EXTRACTED TEXT ▸
━━━━

For an artist whose conceptions of cinema constantly evolved with the developing technologies and audiovisual forms, it’s a bit of a shame that Ken Jacobs’ memory is enshrined by his playful, but relatively anodyne time capsule, Little Stabs at Happiness (1963), in a curated series of experimental shorts at the First Look Festival titled “Little Stabs.”  Considered an avant-garde landmark at the time, the film is trapped in the specificities of its time, milieu, and the intimate circles of Jacobs’ avant-garde community — one that, in the light of Jacobs’ oeuvre, doesn’t do justice to his radical eclecticism, which relentlessly interrogated the multiplicities immanent to the image while imparting a sense of vibrant urgency and wonder even amidst his incisive polemics. However, to give First Look’s programmers, Genevieve Yue and David Schwartz, their due, the lyrical evocation of the title pays tribute to not just Jacobs, but to all purveyors of an avant-garde, termite cinema, one that expands the possibilities of the medium by nibbling at the boundaries of their subjects. Though many of the selections aren’t entirely successful in this aspect, the best of them reframe their audiovisual materials through their environments and perspectives to peel the layers of polemics, politics, and poetics lurking within.

Alexander Koberidze’s The More I Zoom in on the Image of These Dogs, The Clearer it Becomes That They Are Related to the Stars (2023) is among the more high-profile entries in this cinematic excavation. Filmed in response to Hungarian composer and one of Bela Tarr’s key collaborators, Mihály Vig’s melancholic, slow-tempo piano score undergirded by the subdued, yet eerie movements of a cello at a lower octave, Koberidze slowly zooms toward a low-res photograph of dogs in a balcony. With a title containing both the synopsis and a statement of intent, The More I Zoom in… is a more modest, yet integral entry into Koberidze’s investigations of the poetics of what Hito Steyerl calls “the poor image.” The pixelated imperfections, seen as awkwardly shaped building blocks assembled to form objects when viewed from afar, gradually dissolve into stellar abstractions with each infinitesimal camera movement, but Koberidze connects these pixels to stars not just in the abstract in terms of their shape and glints, but also in the sublime, ending with an upward tilt from a void of darkened pixels in the image to a region of overexposed brightness.

━━━━

WORK TASK ▸
Please answer these questions using the review:
(a) What year is given for Little Stabs at Happiness?
(b) Who are the First Look programmers named in the review?
(c) Which composer's score was Koberidze's short filmed in response to?
The entries after this point are separate material and not part of the review.

DATA RECORDS ▸
━━━━

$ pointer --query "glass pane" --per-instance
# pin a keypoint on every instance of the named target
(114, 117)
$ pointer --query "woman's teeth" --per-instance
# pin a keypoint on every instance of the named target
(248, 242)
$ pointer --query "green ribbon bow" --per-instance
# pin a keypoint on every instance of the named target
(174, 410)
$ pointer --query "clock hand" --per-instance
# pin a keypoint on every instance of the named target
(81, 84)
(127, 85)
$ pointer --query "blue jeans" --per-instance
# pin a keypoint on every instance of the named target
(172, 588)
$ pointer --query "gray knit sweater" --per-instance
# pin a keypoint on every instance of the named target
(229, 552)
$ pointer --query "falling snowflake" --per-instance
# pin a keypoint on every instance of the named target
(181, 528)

━━━━

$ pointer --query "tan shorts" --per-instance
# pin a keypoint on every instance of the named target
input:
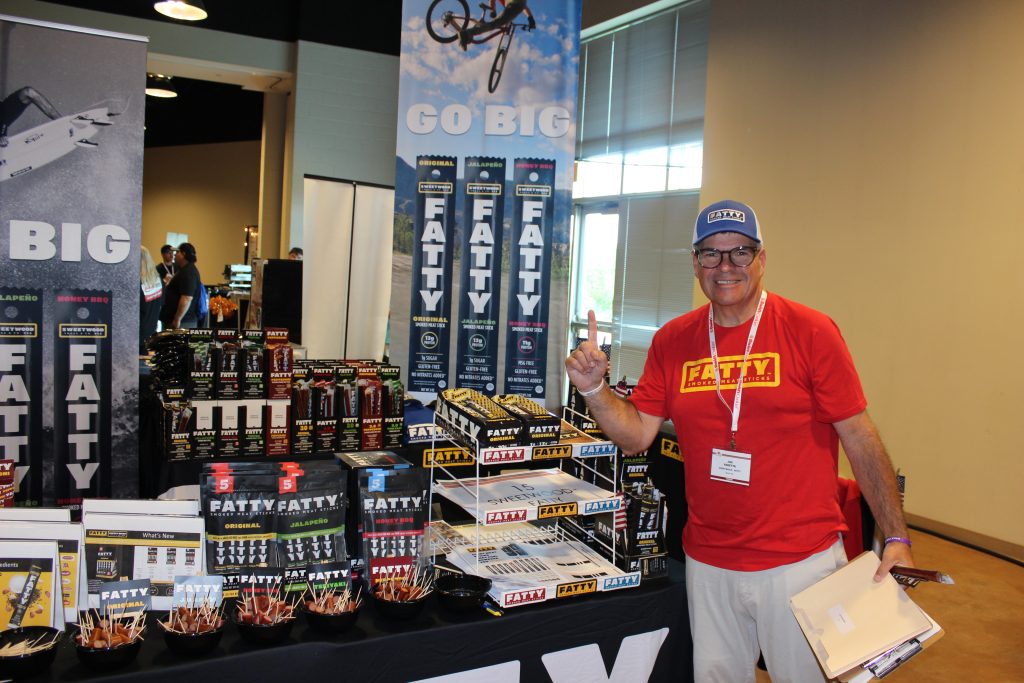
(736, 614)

━━━━

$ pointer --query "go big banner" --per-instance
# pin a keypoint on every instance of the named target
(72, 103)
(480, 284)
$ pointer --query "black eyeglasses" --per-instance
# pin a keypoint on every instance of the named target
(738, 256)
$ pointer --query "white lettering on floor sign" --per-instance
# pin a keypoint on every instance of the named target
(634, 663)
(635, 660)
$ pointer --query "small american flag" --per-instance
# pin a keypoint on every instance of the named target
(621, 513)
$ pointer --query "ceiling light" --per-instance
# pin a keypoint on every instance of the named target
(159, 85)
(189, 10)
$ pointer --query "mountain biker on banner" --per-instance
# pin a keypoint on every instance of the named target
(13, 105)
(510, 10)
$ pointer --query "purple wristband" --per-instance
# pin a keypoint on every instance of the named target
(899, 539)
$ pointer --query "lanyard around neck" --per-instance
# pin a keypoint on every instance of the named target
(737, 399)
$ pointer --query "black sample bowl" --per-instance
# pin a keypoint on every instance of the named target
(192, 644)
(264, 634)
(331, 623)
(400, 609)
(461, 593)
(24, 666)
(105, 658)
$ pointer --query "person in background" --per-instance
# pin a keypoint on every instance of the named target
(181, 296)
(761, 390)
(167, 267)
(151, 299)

━━━━

COMPLETED TASK ▸
(a) 1963
(b) Genevieve Yue and David Schwartz
(c) Mihály Vig